▶ THE PROBLEM
Show the lines of the material that contain the word "cloud".

▶ DATA FOR PROCESSING

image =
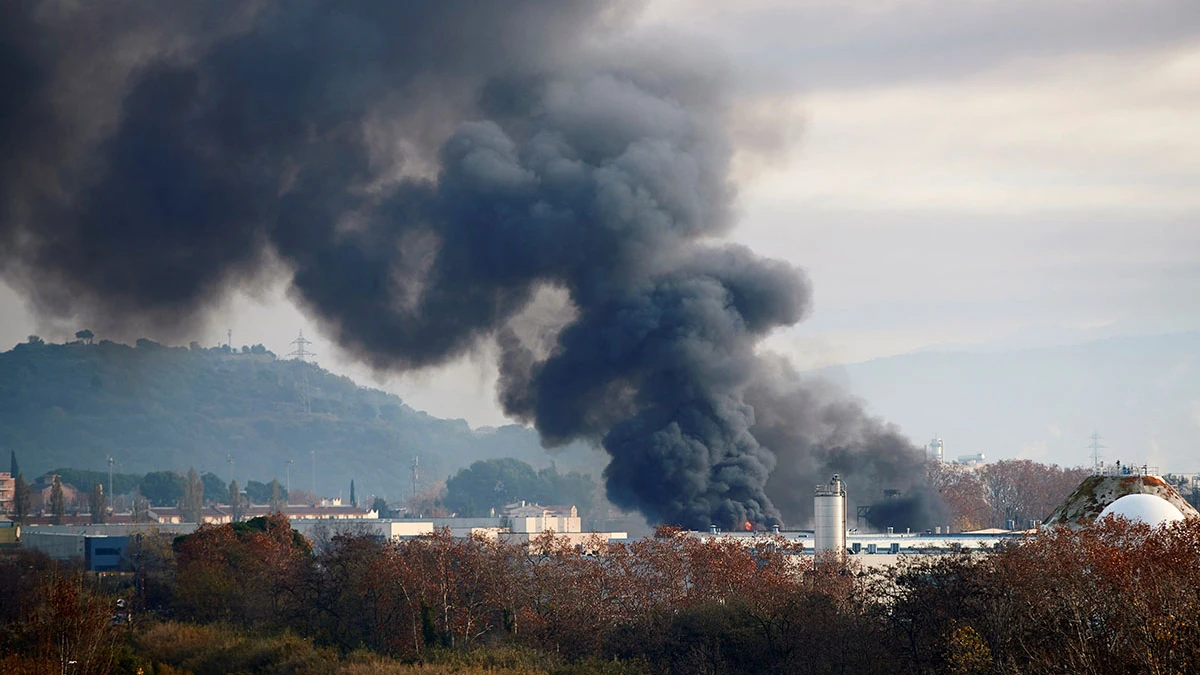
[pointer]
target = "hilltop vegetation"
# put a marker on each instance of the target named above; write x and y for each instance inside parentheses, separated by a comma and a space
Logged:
(156, 407)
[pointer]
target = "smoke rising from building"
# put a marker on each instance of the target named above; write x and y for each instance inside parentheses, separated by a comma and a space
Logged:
(420, 172)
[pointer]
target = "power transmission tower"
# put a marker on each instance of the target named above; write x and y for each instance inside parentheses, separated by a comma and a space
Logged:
(301, 351)
(1096, 452)
(414, 479)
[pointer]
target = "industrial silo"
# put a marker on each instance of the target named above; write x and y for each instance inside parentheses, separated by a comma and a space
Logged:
(829, 517)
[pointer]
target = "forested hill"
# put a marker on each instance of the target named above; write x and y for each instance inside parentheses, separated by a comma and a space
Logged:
(155, 407)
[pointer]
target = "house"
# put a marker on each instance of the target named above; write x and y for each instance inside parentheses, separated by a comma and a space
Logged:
(40, 494)
(172, 515)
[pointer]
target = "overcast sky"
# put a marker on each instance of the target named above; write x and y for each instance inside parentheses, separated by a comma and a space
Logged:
(952, 173)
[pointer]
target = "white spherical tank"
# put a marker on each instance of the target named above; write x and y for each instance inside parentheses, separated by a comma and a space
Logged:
(1147, 508)
(829, 517)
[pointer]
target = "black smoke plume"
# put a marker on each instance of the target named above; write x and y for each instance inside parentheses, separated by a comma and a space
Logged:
(421, 172)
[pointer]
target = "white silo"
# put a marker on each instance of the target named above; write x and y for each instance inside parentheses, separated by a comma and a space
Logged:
(829, 517)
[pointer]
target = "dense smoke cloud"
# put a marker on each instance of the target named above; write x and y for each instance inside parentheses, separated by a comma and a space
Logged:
(421, 172)
(816, 431)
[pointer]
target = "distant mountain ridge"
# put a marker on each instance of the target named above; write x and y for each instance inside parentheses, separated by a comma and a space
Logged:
(1140, 393)
(155, 407)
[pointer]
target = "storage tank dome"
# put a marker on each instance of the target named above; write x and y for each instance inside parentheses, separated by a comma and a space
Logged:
(1147, 508)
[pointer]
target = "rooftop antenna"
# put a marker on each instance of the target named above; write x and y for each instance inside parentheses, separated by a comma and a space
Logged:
(111, 460)
(1096, 452)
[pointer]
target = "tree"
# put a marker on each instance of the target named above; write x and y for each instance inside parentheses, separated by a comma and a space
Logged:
(162, 488)
(58, 503)
(21, 499)
(215, 490)
(192, 505)
(490, 484)
(279, 501)
(237, 506)
(1021, 490)
(97, 506)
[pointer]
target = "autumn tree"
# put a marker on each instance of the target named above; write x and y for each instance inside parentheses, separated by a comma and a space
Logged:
(1024, 490)
(97, 506)
(963, 494)
(247, 573)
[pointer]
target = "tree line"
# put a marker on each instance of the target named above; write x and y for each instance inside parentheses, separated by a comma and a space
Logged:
(1117, 597)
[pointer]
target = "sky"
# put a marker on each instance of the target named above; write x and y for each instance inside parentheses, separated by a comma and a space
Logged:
(972, 174)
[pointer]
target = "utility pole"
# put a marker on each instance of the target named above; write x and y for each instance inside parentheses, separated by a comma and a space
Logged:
(1096, 452)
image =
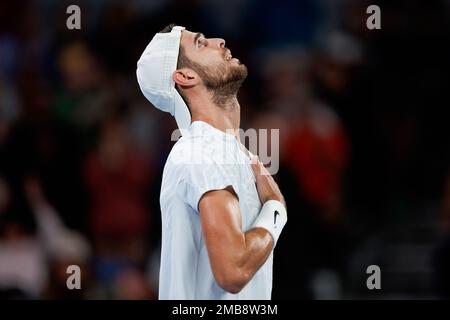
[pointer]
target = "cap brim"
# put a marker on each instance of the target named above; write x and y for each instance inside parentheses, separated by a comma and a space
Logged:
(181, 113)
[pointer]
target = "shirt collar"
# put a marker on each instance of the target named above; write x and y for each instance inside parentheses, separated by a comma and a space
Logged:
(201, 128)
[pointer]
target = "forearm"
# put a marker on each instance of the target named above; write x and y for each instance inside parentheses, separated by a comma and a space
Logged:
(257, 248)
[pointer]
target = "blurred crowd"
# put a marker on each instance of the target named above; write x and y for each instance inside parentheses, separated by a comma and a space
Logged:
(364, 141)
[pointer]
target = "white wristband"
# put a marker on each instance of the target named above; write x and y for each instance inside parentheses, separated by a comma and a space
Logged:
(273, 217)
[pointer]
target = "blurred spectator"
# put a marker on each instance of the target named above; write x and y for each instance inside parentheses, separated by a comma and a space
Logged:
(117, 179)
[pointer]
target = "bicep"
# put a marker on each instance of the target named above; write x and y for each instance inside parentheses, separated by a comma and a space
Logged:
(222, 228)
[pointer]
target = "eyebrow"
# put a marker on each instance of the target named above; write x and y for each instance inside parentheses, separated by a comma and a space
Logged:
(198, 35)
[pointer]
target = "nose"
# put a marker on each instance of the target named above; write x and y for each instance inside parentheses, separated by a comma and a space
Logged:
(220, 42)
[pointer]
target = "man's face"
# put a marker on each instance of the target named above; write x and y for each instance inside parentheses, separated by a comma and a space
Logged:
(212, 61)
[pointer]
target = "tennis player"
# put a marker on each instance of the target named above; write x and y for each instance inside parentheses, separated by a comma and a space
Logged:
(222, 212)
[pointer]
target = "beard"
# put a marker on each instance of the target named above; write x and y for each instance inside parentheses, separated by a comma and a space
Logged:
(223, 80)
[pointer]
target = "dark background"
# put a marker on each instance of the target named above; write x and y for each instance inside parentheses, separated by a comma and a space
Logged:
(364, 143)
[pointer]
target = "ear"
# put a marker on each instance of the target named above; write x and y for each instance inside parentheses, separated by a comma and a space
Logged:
(185, 77)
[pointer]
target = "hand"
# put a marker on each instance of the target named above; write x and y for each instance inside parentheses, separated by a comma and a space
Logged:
(265, 184)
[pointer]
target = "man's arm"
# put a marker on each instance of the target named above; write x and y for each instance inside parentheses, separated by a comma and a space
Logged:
(235, 256)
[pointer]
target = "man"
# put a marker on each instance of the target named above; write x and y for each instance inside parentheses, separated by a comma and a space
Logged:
(222, 213)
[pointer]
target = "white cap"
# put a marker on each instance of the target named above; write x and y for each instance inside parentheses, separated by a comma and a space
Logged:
(154, 74)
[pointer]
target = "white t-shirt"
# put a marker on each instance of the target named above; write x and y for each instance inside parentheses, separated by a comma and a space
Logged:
(204, 159)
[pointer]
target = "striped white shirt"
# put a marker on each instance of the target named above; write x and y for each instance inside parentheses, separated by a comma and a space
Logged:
(204, 159)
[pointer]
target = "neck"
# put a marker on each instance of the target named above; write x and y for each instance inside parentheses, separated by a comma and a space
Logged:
(223, 115)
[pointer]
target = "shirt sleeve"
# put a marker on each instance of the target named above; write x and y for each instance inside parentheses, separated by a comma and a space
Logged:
(200, 178)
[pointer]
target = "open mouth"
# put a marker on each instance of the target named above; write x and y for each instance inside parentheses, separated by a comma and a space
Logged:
(228, 56)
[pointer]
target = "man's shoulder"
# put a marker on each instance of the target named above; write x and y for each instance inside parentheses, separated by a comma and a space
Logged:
(197, 150)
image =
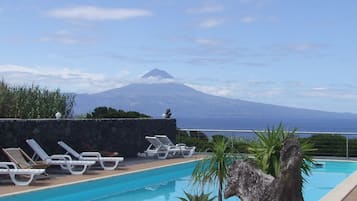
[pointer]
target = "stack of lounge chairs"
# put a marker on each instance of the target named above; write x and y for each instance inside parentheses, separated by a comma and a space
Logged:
(162, 147)
(23, 169)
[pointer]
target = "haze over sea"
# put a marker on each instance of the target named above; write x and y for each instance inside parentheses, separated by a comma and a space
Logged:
(325, 125)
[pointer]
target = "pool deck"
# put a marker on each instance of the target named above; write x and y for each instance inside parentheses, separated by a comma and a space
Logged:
(346, 191)
(59, 179)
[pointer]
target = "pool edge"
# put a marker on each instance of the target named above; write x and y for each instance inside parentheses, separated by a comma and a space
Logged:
(342, 190)
(99, 178)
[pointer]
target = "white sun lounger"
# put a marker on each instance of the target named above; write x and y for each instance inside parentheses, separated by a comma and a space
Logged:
(65, 161)
(10, 168)
(185, 151)
(157, 148)
(107, 163)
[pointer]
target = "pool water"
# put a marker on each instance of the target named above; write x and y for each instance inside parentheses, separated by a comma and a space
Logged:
(169, 183)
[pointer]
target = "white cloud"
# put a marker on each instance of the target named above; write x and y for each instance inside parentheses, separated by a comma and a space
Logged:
(67, 79)
(65, 37)
(210, 23)
(213, 90)
(301, 47)
(206, 9)
(97, 13)
(206, 41)
(247, 19)
(331, 93)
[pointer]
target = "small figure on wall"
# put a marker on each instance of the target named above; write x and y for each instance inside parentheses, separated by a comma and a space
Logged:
(167, 113)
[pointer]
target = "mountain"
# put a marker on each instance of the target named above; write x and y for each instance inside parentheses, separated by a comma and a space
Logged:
(186, 102)
(158, 74)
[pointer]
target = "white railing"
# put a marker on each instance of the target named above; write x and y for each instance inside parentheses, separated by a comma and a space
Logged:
(349, 145)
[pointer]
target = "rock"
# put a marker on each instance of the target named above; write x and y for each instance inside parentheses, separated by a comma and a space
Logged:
(250, 183)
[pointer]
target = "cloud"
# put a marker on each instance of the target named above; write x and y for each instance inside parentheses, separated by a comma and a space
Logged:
(206, 41)
(300, 47)
(206, 9)
(213, 90)
(339, 93)
(97, 13)
(247, 19)
(65, 37)
(67, 79)
(211, 23)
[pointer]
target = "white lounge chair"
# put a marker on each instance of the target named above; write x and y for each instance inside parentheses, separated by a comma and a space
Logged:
(27, 175)
(157, 148)
(107, 163)
(185, 151)
(65, 161)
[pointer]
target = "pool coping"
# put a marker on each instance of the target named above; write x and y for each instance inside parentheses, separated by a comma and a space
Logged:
(344, 188)
(188, 160)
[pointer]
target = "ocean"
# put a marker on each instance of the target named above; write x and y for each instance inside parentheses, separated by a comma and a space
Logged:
(315, 125)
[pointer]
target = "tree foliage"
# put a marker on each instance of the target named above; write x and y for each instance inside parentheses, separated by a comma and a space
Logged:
(266, 150)
(33, 102)
(197, 197)
(214, 169)
(108, 112)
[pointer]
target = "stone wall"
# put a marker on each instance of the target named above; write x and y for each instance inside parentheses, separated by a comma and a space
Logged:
(125, 136)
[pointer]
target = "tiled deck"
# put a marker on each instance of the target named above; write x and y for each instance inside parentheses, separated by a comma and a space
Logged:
(352, 196)
(129, 165)
(133, 165)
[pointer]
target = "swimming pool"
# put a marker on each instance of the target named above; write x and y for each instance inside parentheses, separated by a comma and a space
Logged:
(168, 183)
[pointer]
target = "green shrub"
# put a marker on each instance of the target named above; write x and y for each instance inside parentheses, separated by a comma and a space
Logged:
(33, 102)
(108, 112)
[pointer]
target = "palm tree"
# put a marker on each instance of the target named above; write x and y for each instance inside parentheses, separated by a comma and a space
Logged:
(214, 168)
(267, 150)
(201, 197)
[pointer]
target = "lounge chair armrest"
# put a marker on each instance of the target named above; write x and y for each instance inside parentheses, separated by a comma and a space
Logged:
(61, 157)
(8, 165)
(91, 154)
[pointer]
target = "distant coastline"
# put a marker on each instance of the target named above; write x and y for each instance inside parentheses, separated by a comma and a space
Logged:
(313, 124)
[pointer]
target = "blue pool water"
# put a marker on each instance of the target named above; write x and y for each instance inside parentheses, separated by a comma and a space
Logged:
(168, 183)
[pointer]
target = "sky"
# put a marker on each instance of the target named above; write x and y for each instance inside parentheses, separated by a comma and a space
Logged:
(285, 52)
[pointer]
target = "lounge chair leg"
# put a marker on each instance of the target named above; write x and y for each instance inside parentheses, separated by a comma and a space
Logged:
(77, 172)
(163, 156)
(21, 183)
(108, 167)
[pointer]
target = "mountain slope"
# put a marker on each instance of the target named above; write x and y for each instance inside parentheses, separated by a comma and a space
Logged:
(184, 101)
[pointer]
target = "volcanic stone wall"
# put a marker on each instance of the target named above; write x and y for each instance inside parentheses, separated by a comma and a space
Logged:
(125, 136)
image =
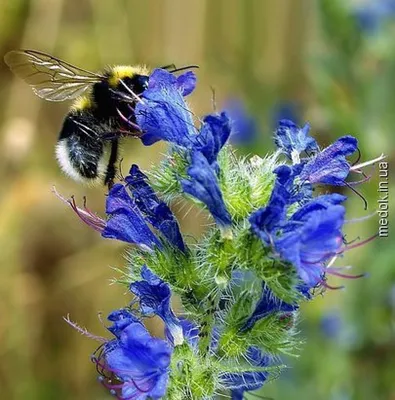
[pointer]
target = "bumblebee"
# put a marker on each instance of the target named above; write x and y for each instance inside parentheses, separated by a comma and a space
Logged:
(88, 144)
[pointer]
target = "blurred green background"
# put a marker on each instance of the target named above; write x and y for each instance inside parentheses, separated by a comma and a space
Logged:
(328, 62)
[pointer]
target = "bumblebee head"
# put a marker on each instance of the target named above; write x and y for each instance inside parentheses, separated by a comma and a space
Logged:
(137, 83)
(134, 77)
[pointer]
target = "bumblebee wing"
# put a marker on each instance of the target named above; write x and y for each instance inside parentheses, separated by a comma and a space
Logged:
(50, 78)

▶ TASK SOLUTION
target = "dense smoke cloud"
target = "white cloud"
target = "cloud"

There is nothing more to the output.